(Dataset excerpts on object pointing)
--- Begin ---
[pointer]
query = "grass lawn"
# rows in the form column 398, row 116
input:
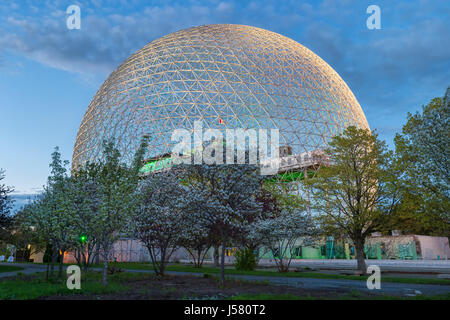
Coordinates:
column 228, row 271
column 35, row 286
column 9, row 268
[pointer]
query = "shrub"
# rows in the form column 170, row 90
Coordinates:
column 245, row 260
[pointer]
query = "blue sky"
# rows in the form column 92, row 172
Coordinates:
column 48, row 74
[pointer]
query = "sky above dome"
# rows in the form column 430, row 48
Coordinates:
column 49, row 74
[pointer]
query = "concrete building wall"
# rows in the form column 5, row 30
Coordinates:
column 434, row 248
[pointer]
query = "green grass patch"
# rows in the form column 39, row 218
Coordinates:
column 268, row 273
column 9, row 268
column 33, row 287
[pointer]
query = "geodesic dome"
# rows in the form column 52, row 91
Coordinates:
column 228, row 76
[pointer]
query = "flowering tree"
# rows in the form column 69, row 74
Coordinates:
column 50, row 215
column 116, row 189
column 281, row 234
column 158, row 221
column 224, row 196
column 85, row 206
column 197, row 237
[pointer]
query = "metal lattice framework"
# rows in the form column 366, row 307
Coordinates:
column 228, row 76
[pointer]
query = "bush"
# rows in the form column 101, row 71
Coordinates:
column 245, row 260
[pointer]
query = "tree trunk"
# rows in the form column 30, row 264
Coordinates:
column 359, row 246
column 105, row 273
column 54, row 258
column 216, row 256
column 222, row 260
column 61, row 262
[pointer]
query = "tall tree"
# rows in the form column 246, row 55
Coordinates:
column 158, row 222
column 424, row 154
column 50, row 214
column 5, row 205
column 353, row 193
column 117, row 183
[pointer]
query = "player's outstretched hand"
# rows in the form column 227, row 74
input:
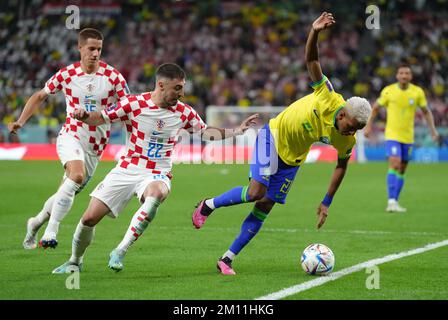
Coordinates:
column 322, row 213
column 248, row 122
column 367, row 131
column 435, row 136
column 323, row 22
column 13, row 127
column 80, row 114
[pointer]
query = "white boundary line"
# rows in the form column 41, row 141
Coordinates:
column 334, row 276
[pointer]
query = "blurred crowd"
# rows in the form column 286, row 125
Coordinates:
column 235, row 53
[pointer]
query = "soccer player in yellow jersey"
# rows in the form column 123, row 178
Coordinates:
column 400, row 99
column 283, row 144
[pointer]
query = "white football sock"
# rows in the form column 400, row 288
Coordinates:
column 210, row 203
column 43, row 215
column 229, row 254
column 81, row 240
column 140, row 221
column 63, row 202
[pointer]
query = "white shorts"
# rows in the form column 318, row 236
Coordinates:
column 121, row 184
column 69, row 149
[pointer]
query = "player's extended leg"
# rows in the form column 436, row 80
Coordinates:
column 255, row 191
column 155, row 193
column 63, row 201
column 35, row 223
column 393, row 177
column 400, row 178
column 250, row 227
column 83, row 236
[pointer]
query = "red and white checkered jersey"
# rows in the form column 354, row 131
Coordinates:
column 93, row 92
column 152, row 131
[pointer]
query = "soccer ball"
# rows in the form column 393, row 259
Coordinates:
column 317, row 259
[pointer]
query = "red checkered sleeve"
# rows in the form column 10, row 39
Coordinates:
column 193, row 122
column 56, row 82
column 121, row 87
column 125, row 110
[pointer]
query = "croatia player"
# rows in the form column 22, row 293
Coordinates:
column 282, row 146
column 92, row 85
column 401, row 100
column 153, row 121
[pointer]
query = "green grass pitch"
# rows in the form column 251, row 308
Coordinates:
column 172, row 260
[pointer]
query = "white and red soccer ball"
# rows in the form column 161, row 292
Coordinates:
column 317, row 259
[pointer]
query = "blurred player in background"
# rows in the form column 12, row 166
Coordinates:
column 154, row 121
column 90, row 84
column 321, row 116
column 401, row 99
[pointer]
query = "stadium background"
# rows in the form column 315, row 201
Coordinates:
column 241, row 54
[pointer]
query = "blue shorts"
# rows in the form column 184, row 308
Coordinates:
column 267, row 168
column 398, row 149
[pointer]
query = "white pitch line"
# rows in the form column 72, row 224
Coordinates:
column 336, row 275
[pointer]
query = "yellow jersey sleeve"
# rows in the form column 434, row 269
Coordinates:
column 323, row 89
column 421, row 100
column 383, row 100
column 343, row 144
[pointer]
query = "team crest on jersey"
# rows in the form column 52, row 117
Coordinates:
column 160, row 124
column 90, row 87
column 325, row 140
column 329, row 85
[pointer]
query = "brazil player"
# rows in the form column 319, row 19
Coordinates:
column 90, row 84
column 282, row 146
column 154, row 120
column 401, row 100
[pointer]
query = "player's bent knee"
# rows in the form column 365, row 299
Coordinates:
column 158, row 191
column 256, row 194
column 77, row 177
column 89, row 221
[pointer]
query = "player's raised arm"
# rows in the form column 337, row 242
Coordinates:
column 30, row 107
column 213, row 133
column 93, row 118
column 311, row 51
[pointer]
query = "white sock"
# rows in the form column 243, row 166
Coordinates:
column 63, row 201
column 81, row 240
column 43, row 215
column 229, row 254
column 210, row 203
column 140, row 221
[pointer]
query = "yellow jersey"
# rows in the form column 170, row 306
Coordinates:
column 401, row 105
column 309, row 120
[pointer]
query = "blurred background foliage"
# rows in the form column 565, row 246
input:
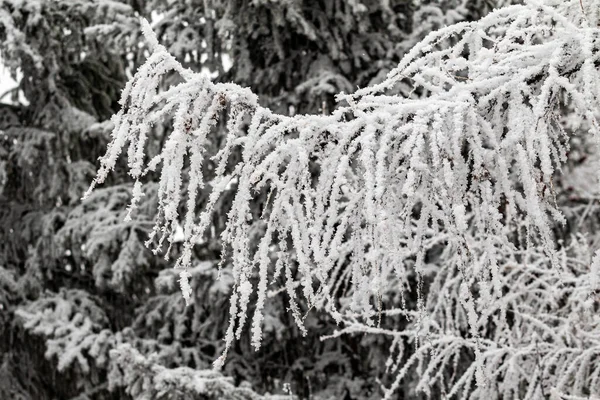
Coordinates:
column 86, row 311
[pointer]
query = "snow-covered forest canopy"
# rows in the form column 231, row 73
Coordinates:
column 300, row 199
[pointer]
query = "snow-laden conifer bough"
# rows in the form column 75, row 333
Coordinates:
column 460, row 170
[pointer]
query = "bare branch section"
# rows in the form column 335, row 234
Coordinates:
column 360, row 199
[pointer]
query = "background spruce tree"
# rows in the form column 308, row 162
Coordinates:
column 88, row 312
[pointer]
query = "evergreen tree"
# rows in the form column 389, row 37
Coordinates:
column 395, row 236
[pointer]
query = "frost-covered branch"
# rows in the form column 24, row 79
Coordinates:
column 462, row 169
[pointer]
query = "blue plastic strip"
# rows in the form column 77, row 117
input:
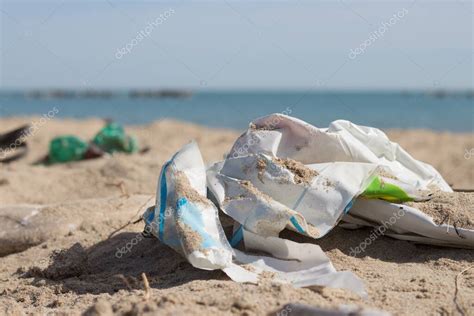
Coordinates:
column 348, row 207
column 297, row 225
column 163, row 196
column 237, row 237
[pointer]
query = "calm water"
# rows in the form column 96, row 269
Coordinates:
column 236, row 109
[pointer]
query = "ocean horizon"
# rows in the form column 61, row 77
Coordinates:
column 439, row 110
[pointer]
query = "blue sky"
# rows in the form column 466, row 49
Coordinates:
column 236, row 44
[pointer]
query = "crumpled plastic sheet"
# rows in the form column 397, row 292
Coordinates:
column 310, row 194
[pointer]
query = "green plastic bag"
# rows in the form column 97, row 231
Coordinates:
column 66, row 148
column 112, row 138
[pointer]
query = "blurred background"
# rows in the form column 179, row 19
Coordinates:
column 389, row 64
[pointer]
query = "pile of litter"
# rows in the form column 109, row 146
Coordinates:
column 283, row 173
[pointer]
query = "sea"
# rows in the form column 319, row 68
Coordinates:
column 235, row 109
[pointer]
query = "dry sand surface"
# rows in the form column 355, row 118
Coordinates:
column 69, row 265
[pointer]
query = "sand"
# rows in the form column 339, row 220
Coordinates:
column 455, row 208
column 81, row 270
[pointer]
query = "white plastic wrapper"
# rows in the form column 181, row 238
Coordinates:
column 184, row 219
column 284, row 173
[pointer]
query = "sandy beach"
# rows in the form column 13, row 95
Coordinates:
column 68, row 265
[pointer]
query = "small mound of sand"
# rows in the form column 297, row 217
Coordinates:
column 302, row 174
column 455, row 208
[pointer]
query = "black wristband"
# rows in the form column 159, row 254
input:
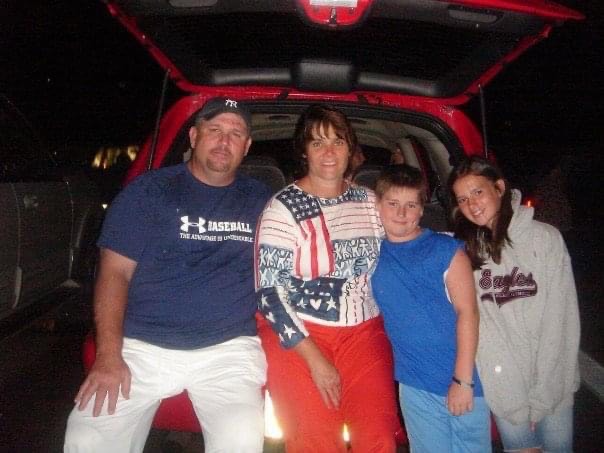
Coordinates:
column 463, row 383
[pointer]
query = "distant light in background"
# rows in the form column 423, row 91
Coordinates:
column 272, row 430
column 107, row 157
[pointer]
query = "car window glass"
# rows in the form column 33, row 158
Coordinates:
column 21, row 155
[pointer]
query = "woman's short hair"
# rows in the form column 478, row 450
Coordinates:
column 319, row 116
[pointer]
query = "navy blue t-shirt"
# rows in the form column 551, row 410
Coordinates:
column 194, row 247
column 420, row 320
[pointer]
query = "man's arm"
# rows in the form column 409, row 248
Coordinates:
column 460, row 284
column 109, row 372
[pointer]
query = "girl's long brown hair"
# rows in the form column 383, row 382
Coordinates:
column 481, row 243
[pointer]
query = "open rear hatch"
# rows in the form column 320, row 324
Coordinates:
column 426, row 48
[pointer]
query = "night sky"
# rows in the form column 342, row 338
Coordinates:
column 83, row 81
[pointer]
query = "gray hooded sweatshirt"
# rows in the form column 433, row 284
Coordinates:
column 529, row 323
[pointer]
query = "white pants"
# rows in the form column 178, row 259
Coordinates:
column 224, row 384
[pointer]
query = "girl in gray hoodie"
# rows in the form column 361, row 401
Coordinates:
column 529, row 319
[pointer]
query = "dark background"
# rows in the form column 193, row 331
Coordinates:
column 83, row 82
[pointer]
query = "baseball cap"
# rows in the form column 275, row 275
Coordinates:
column 218, row 105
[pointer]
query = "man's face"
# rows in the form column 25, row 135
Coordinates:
column 219, row 145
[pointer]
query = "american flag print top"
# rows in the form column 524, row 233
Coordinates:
column 314, row 260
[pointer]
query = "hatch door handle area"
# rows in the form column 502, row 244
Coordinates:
column 30, row 201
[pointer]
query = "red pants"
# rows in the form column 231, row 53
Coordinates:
column 363, row 357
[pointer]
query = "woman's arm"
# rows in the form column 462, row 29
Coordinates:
column 557, row 335
column 460, row 285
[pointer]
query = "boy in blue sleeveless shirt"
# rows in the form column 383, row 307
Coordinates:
column 424, row 286
column 174, row 300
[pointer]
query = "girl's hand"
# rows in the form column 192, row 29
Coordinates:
column 460, row 399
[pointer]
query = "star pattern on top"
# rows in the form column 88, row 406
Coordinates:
column 303, row 206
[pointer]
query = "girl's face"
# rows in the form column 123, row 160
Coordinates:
column 327, row 154
column 479, row 199
column 401, row 209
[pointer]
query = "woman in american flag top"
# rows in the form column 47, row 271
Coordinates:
column 329, row 360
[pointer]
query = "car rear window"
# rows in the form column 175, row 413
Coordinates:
column 208, row 48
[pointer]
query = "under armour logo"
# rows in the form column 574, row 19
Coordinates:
column 186, row 224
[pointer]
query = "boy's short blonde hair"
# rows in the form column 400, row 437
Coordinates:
column 401, row 176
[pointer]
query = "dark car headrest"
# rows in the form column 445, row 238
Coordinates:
column 270, row 175
column 366, row 175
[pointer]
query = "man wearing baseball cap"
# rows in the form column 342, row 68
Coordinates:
column 174, row 298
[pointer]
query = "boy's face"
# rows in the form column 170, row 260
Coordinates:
column 400, row 210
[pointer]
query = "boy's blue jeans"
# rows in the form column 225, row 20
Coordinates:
column 553, row 434
column 432, row 428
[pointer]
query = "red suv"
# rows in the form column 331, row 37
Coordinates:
column 400, row 69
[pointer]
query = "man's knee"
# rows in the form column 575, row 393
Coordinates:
column 241, row 430
column 81, row 437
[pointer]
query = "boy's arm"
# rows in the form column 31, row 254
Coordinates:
column 460, row 285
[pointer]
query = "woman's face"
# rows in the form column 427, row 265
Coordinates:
column 479, row 199
column 400, row 210
column 327, row 154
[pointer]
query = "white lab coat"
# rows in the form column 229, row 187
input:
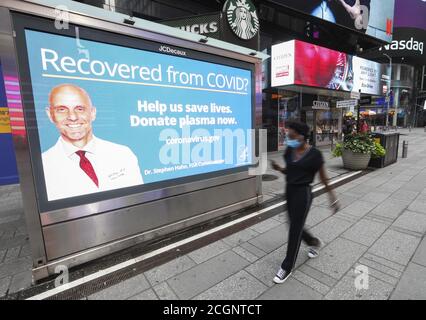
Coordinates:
column 116, row 166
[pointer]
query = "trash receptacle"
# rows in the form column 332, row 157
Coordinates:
column 389, row 141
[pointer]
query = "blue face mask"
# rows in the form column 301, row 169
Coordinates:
column 292, row 143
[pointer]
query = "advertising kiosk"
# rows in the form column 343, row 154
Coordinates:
column 129, row 132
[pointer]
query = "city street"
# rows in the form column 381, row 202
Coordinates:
column 381, row 226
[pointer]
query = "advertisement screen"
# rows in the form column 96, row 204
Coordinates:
column 372, row 17
column 111, row 117
column 321, row 67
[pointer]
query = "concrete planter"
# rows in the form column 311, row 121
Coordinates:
column 355, row 161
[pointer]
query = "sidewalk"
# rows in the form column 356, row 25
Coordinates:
column 381, row 226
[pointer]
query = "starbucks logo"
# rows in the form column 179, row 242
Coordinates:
column 242, row 18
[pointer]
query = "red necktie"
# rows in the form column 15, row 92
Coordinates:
column 87, row 167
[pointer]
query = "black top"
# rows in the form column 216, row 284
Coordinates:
column 302, row 171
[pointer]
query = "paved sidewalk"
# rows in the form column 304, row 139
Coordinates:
column 381, row 226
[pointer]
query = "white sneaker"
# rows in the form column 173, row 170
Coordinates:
column 314, row 251
column 281, row 276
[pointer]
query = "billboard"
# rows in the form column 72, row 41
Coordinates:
column 113, row 119
column 372, row 17
column 8, row 170
column 299, row 63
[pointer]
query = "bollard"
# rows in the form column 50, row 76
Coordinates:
column 404, row 149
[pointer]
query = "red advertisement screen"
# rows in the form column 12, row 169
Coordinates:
column 318, row 66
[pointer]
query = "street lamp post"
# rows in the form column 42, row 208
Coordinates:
column 389, row 90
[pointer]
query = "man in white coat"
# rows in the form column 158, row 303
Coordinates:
column 80, row 163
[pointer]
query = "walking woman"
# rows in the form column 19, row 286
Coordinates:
column 302, row 163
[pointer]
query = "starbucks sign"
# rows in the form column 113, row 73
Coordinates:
column 242, row 18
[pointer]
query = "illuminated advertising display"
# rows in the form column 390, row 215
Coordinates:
column 114, row 118
column 372, row 17
column 300, row 63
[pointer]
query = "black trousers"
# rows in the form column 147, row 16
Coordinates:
column 299, row 200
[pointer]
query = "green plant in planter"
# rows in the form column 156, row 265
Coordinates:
column 379, row 151
column 360, row 143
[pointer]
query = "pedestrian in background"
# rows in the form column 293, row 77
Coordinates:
column 302, row 164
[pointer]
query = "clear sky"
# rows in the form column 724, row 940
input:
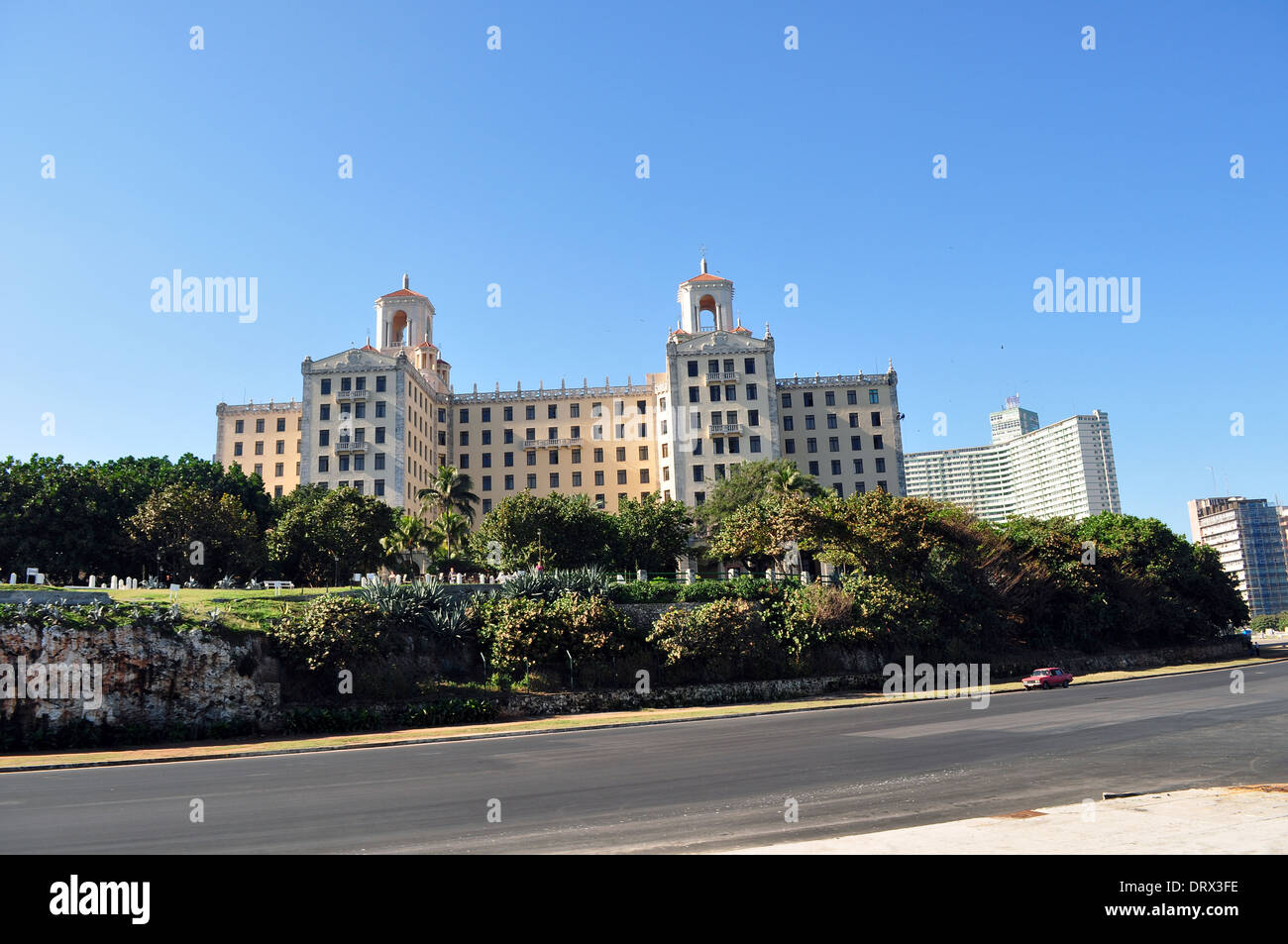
--- End ---
### Goal
Rewrite the items from the beginning through the line containing "column 33, row 287", changing "grass" to "turf" and keeping every other part the same. Leave the pictures out of your answer.

### Output for this task
[pointer]
query = "turf lawn"
# rows in the form column 398, row 116
input:
Coordinates:
column 228, row 271
column 35, row 286
column 9, row 268
[pointer]
query = "shrub"
# rows in the form column 170, row 90
Coordinates:
column 245, row 260
[pointer]
query = "blue sky"
# rows in the form column 92, row 172
Coordinates:
column 48, row 74
[pointer]
query = "sky above dome"
# rows in the form column 430, row 48
Coordinates:
column 49, row 74
[pointer]
query = "concrete building wall"
# rows in the form column 5, row 30
Coordinates:
column 434, row 248
[pointer]
query = "green turf patch"
# rows in the form column 39, row 218
Coordinates:
column 268, row 273
column 9, row 268
column 33, row 287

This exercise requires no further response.